Start of Records supplied

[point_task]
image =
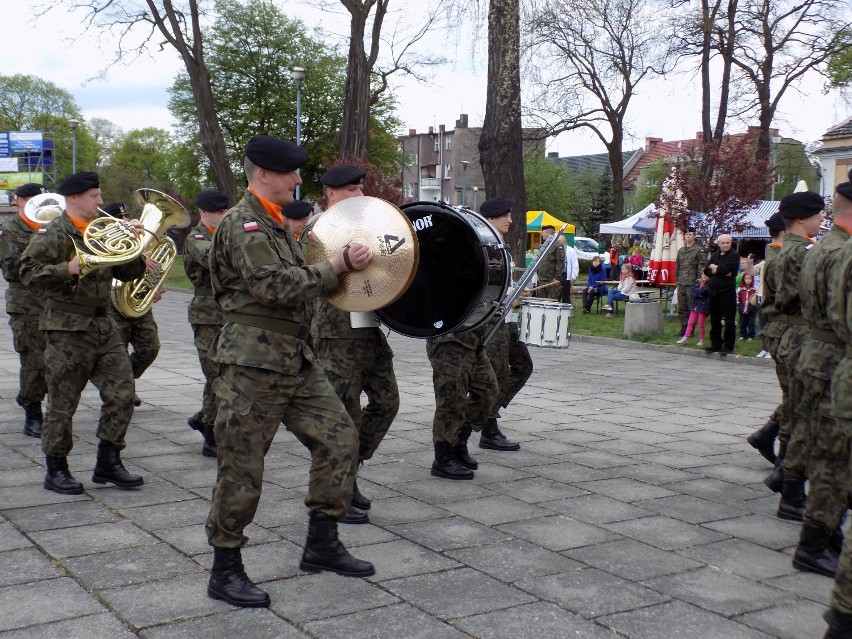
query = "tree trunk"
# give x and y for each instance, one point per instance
(501, 143)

End of Records supplied

**Your goal**
Repeat the listing above with "tree trunk" switched to "fallen log" and nothing else altered. Leave the pictures out.

**The solution**
[point_task]
image =
query = "fallen log"
# give x and y for each instance, one point per instance
(501, 143)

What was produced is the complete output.